— Begin Document text —

1\. Pure dynamic typing is a headache. I use type hints quite frequently, tend
to use _defstruct_ rather than _cons_ , etc. SBCL has a pretty good type
inference system and gives very useful compile-time feedback about types.

2\. Macros can help improve organization and code re-use when used properly.
Macros can also turn code into an unreadable mess when used improperly. The
only way to learn what is "proper" is experience / practice; books like On
Lisp and Let over Lambda help but you really do need to get your hands dirty.

3\. Debugging across an FFI is really painful. The debugging tools for Lisp
are fantastic, the debugging tools for C are fantastic, but those tools
compose poorly.

4\. I wish the standard allowed _map_ , _reduce_ , and similar constructs to
be defined for arbitrary sequence types. There is more to life than lists and
arrays.

— End Document text —
— Begin Supplied data —

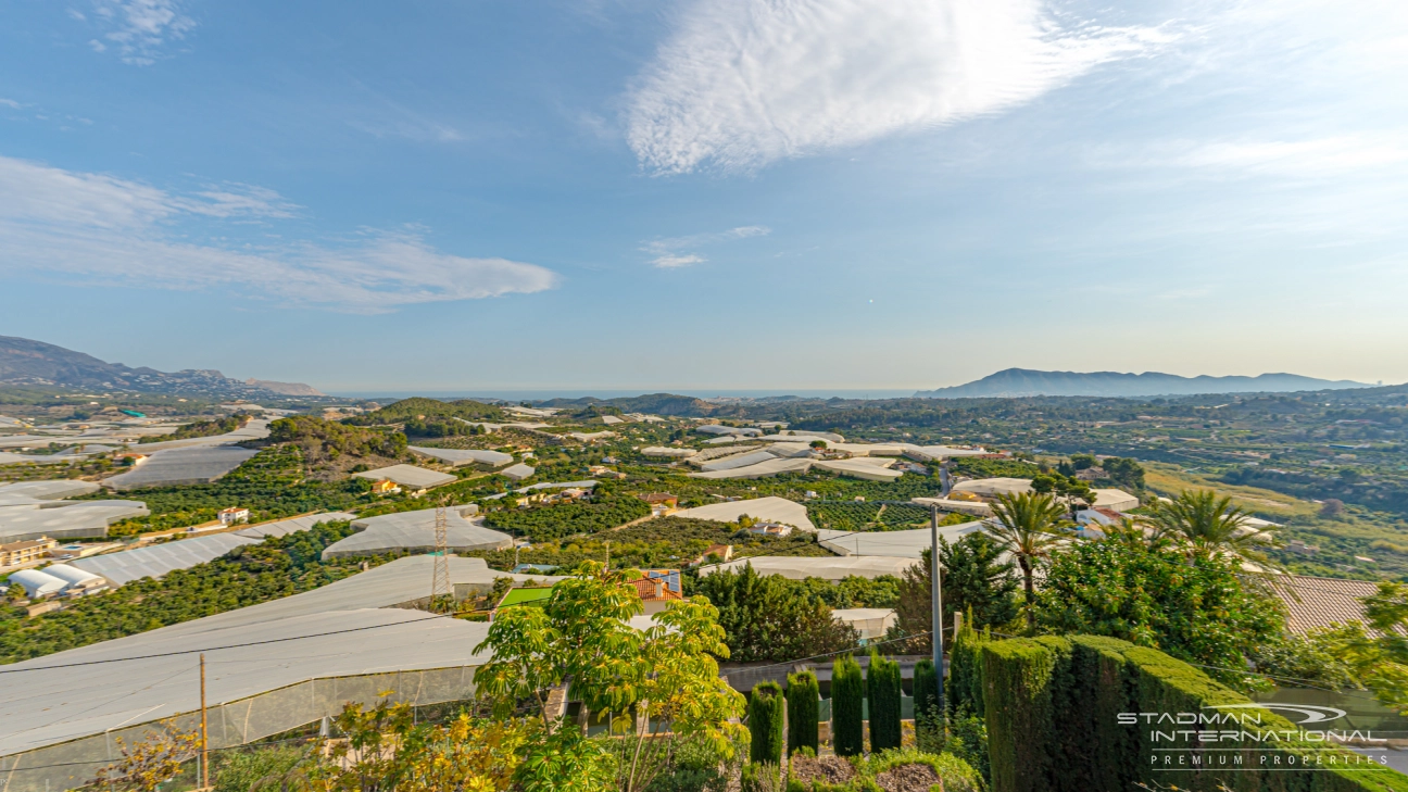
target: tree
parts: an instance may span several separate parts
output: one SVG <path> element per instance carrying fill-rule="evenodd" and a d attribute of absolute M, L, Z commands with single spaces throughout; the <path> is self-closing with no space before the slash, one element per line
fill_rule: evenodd
<path fill-rule="evenodd" d="M 938 726 L 932 719 L 939 714 L 939 675 L 934 672 L 934 661 L 924 658 L 914 664 L 914 723 L 929 729 Z"/>
<path fill-rule="evenodd" d="M 524 762 L 534 741 L 545 743 L 536 722 L 489 722 L 462 713 L 432 727 L 417 724 L 410 705 L 382 699 L 372 709 L 348 703 L 334 723 L 346 736 L 345 741 L 329 745 L 327 754 L 318 751 L 307 771 L 294 767 L 265 776 L 249 792 L 290 786 L 322 792 L 507 792 L 515 785 L 542 786 L 541 774 Z M 566 753 L 577 761 L 584 755 L 582 747 Z M 586 772 L 563 778 L 600 789 L 610 781 L 610 768 L 590 751 L 586 757 L 590 764 Z"/>
<path fill-rule="evenodd" d="M 1253 527 L 1250 519 L 1232 506 L 1231 497 L 1218 497 L 1211 489 L 1184 490 L 1173 500 L 1155 503 L 1149 514 L 1160 533 L 1187 543 L 1193 555 L 1231 554 L 1264 564 L 1260 548 L 1273 547 L 1280 528 Z"/>
<path fill-rule="evenodd" d="M 1057 633 L 1111 636 L 1212 667 L 1242 685 L 1247 658 L 1274 640 L 1284 606 L 1224 555 L 1187 558 L 1118 541 L 1073 543 L 1052 554 L 1038 621 Z"/>
<path fill-rule="evenodd" d="M 1408 585 L 1380 582 L 1378 590 L 1362 602 L 1367 626 L 1336 624 L 1312 638 L 1347 667 L 1359 686 L 1408 713 Z"/>
<path fill-rule="evenodd" d="M 900 696 L 903 695 L 900 664 L 870 655 L 866 674 L 866 689 L 870 693 L 870 751 L 900 747 Z"/>
<path fill-rule="evenodd" d="M 525 772 L 560 772 L 552 769 L 559 761 L 555 751 L 566 757 L 562 761 L 579 757 L 567 769 L 596 767 L 591 751 L 600 748 L 579 744 L 580 733 L 560 729 L 548 712 L 549 689 L 569 681 L 573 696 L 591 712 L 634 712 L 662 731 L 732 755 L 732 737 L 742 727 L 729 720 L 742 714 L 743 702 L 718 676 L 714 657 L 729 655 L 718 610 L 704 596 L 673 602 L 655 616 L 653 627 L 638 631 L 629 619 L 643 610 L 632 585 L 639 575 L 584 562 L 576 576 L 553 586 L 543 607 L 503 609 L 474 648 L 493 652 L 474 682 L 493 700 L 496 717 L 508 720 L 524 703 L 535 713 L 542 737 L 531 744 L 536 753 L 525 760 Z M 614 744 L 621 751 L 621 788 L 649 785 L 669 765 L 673 745 L 649 734 Z"/>
<path fill-rule="evenodd" d="M 786 699 L 777 682 L 753 685 L 753 695 L 748 700 L 748 733 L 752 737 L 749 761 L 781 764 L 784 707 Z"/>
<path fill-rule="evenodd" d="M 983 531 L 963 536 L 953 544 L 939 537 L 941 583 L 943 585 L 943 624 L 955 613 L 972 613 L 977 627 L 1001 626 L 1017 619 L 1017 576 L 1014 564 L 1001 561 L 1002 548 Z M 925 550 L 919 562 L 904 571 L 895 599 L 895 623 L 887 638 L 918 636 L 934 629 L 931 596 L 932 554 Z M 908 654 L 932 651 L 932 638 L 924 636 L 904 644 Z"/>
<path fill-rule="evenodd" d="M 860 636 L 835 620 L 803 581 L 742 569 L 700 578 L 694 590 L 718 607 L 729 657 L 739 662 L 787 661 L 853 648 Z"/>
<path fill-rule="evenodd" d="M 988 523 L 987 531 L 997 540 L 998 547 L 1017 558 L 1017 565 L 1022 571 L 1022 590 L 1025 592 L 1026 626 L 1036 626 L 1036 616 L 1032 606 L 1036 600 L 1032 576 L 1036 564 L 1048 558 L 1062 537 L 1056 533 L 1060 526 L 1062 507 L 1049 495 L 1024 492 L 1019 495 L 1000 495 L 993 505 L 993 514 L 997 523 Z"/>
<path fill-rule="evenodd" d="M 865 753 L 865 696 L 860 664 L 838 657 L 831 669 L 831 747 L 838 757 Z"/>
<path fill-rule="evenodd" d="M 787 675 L 787 755 L 819 748 L 821 686 L 811 671 Z"/>

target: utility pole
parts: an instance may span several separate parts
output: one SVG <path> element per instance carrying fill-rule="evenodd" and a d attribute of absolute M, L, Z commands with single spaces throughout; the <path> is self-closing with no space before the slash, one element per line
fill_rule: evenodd
<path fill-rule="evenodd" d="M 939 507 L 929 506 L 929 575 L 932 581 L 934 606 L 934 676 L 939 682 L 939 712 L 943 712 L 943 586 L 939 583 Z"/>
<path fill-rule="evenodd" d="M 200 788 L 210 789 L 210 740 L 206 730 L 206 652 L 200 652 Z"/>

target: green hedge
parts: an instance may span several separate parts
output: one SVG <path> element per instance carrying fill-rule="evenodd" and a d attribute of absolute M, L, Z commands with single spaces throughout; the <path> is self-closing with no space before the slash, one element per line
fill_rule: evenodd
<path fill-rule="evenodd" d="M 866 678 L 870 693 L 870 751 L 898 748 L 900 699 L 904 696 L 900 664 L 872 654 Z"/>
<path fill-rule="evenodd" d="M 932 660 L 921 660 L 914 664 L 914 723 L 929 723 L 929 712 L 938 710 L 939 676 L 934 672 Z M 939 719 L 942 720 L 942 714 Z"/>
<path fill-rule="evenodd" d="M 1136 785 L 1207 792 L 1408 791 L 1408 776 L 1325 741 L 1304 740 L 1295 724 L 1270 710 L 1231 710 L 1259 717 L 1256 723 L 1121 724 L 1119 713 L 1198 719 L 1218 712 L 1205 709 L 1212 705 L 1250 702 L 1186 662 L 1115 638 L 987 641 L 979 674 L 993 792 Z M 1290 734 L 1212 743 L 1201 740 L 1198 729 Z"/>
<path fill-rule="evenodd" d="M 860 664 L 836 658 L 831 671 L 831 745 L 838 757 L 865 753 L 865 679 Z"/>
<path fill-rule="evenodd" d="M 798 748 L 821 747 L 817 729 L 821 720 L 821 688 L 811 671 L 787 675 L 787 755 Z"/>
<path fill-rule="evenodd" d="M 783 689 L 777 682 L 759 682 L 748 699 L 749 760 L 780 765 L 783 761 Z"/>
<path fill-rule="evenodd" d="M 946 691 L 948 709 L 950 716 L 960 710 L 981 716 L 983 707 L 983 644 L 991 641 L 991 636 L 984 630 L 973 630 L 970 621 L 953 637 L 949 648 L 949 685 Z"/>

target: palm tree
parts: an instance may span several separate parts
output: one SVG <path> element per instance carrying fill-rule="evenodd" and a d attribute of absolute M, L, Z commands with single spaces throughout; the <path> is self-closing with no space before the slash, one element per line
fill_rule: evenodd
<path fill-rule="evenodd" d="M 987 533 L 1017 558 L 1017 565 L 1022 569 L 1028 627 L 1036 626 L 1036 613 L 1032 610 L 1036 596 L 1032 572 L 1036 569 L 1036 562 L 1048 558 L 1052 548 L 1062 541 L 1063 537 L 1056 528 L 1064 513 L 1066 510 L 1050 495 L 1038 492 L 1000 495 L 993 505 L 997 521 L 986 524 Z"/>
<path fill-rule="evenodd" d="M 1249 561 L 1266 561 L 1262 547 L 1274 545 L 1277 526 L 1255 527 L 1252 516 L 1232 506 L 1228 496 L 1211 489 L 1184 490 L 1173 500 L 1160 500 L 1149 510 L 1155 527 L 1181 538 L 1195 555 L 1228 552 Z"/>

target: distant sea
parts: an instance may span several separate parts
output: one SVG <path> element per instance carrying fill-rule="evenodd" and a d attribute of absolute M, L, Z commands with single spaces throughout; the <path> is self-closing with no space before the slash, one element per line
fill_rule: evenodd
<path fill-rule="evenodd" d="M 762 399 L 765 396 L 801 396 L 805 399 L 908 399 L 918 388 L 898 389 L 838 389 L 838 390 L 734 390 L 728 388 L 658 388 L 653 390 L 593 390 L 580 388 L 563 388 L 552 390 L 335 390 L 332 396 L 345 399 L 406 399 L 410 396 L 428 396 L 431 399 L 504 399 L 508 402 L 546 402 L 548 399 L 582 399 L 594 396 L 597 399 L 620 399 L 627 396 L 643 396 L 646 393 L 674 393 L 679 396 L 696 396 L 698 399 Z"/>

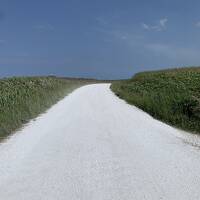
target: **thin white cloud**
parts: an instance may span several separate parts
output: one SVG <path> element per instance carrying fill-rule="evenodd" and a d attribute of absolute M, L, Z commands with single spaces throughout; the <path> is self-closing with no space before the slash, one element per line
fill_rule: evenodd
<path fill-rule="evenodd" d="M 195 26 L 196 26 L 197 28 L 200 28 L 200 21 L 196 22 L 196 23 L 195 23 Z"/>
<path fill-rule="evenodd" d="M 145 30 L 164 31 L 167 28 L 166 26 L 167 22 L 168 22 L 167 18 L 162 18 L 158 20 L 158 22 L 154 25 L 142 23 L 142 27 Z"/>
<path fill-rule="evenodd" d="M 200 50 L 190 47 L 179 47 L 170 44 L 150 43 L 144 46 L 147 50 L 157 56 L 164 56 L 171 60 L 193 64 L 200 62 Z"/>
<path fill-rule="evenodd" d="M 46 31 L 53 31 L 54 27 L 51 24 L 40 24 L 33 27 L 35 30 L 40 32 L 46 32 Z"/>

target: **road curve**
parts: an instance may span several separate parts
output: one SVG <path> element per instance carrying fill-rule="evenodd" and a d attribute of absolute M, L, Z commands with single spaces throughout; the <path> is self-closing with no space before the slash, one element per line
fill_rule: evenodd
<path fill-rule="evenodd" d="M 0 199 L 199 200 L 198 141 L 84 86 L 0 145 Z"/>

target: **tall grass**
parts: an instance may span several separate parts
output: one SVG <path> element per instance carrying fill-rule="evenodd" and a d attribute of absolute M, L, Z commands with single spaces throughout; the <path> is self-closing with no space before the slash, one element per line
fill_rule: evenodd
<path fill-rule="evenodd" d="M 111 89 L 157 119 L 200 133 L 200 68 L 142 72 Z"/>
<path fill-rule="evenodd" d="M 88 82 L 56 77 L 0 79 L 0 139 Z"/>

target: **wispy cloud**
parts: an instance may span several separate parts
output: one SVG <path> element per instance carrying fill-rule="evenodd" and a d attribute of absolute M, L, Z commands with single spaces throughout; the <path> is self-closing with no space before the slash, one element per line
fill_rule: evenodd
<path fill-rule="evenodd" d="M 46 31 L 53 31 L 54 30 L 54 26 L 52 26 L 51 24 L 40 24 L 40 25 L 36 25 L 33 26 L 33 29 L 39 31 L 39 32 L 46 32 Z"/>
<path fill-rule="evenodd" d="M 171 60 L 178 60 L 183 63 L 193 64 L 200 62 L 200 50 L 190 47 L 179 47 L 170 44 L 150 43 L 144 47 L 157 56 L 164 56 Z"/>
<path fill-rule="evenodd" d="M 1 39 L 0 39 L 0 45 L 3 45 L 3 44 L 5 44 L 5 43 L 6 43 L 5 40 L 1 40 Z"/>
<path fill-rule="evenodd" d="M 163 18 L 163 19 L 158 20 L 158 22 L 153 25 L 142 23 L 142 27 L 145 30 L 164 31 L 167 28 L 166 26 L 167 22 L 168 22 L 168 19 Z"/>
<path fill-rule="evenodd" d="M 200 21 L 196 22 L 196 23 L 195 23 L 195 26 L 196 26 L 197 28 L 200 28 Z"/>

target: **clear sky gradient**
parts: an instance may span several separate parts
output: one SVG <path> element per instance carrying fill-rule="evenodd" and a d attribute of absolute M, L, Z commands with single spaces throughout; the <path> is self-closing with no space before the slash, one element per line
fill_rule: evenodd
<path fill-rule="evenodd" d="M 197 0 L 1 0 L 0 77 L 127 78 L 200 65 Z"/>

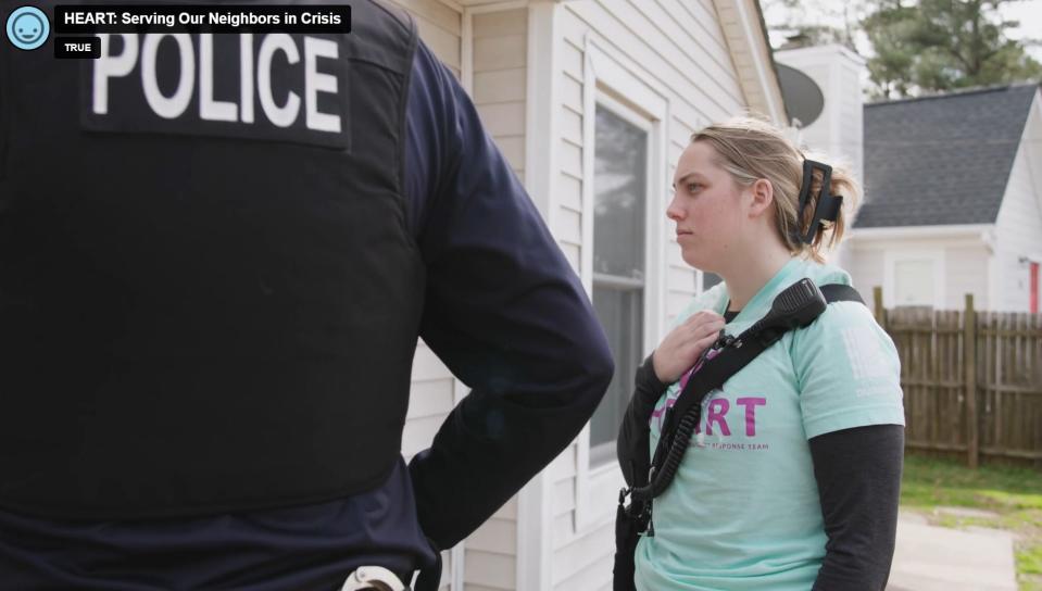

— End Supplied data —

• Direction:
Reproduce the passage of the Lisp comment above verbatim, between "1\. Pure dynamic" and "when used properly.", inclusive.

• Response to this task:
1\. Pure dynamic typing is a headache. I use type hints quite frequently, tend
to use _defstruct_ rather than _cons_ , etc. SBCL has a pretty good type
inference system and gives very useful compile-time feedback about types.

2\. Macros can help improve organization and code re-use when used properly.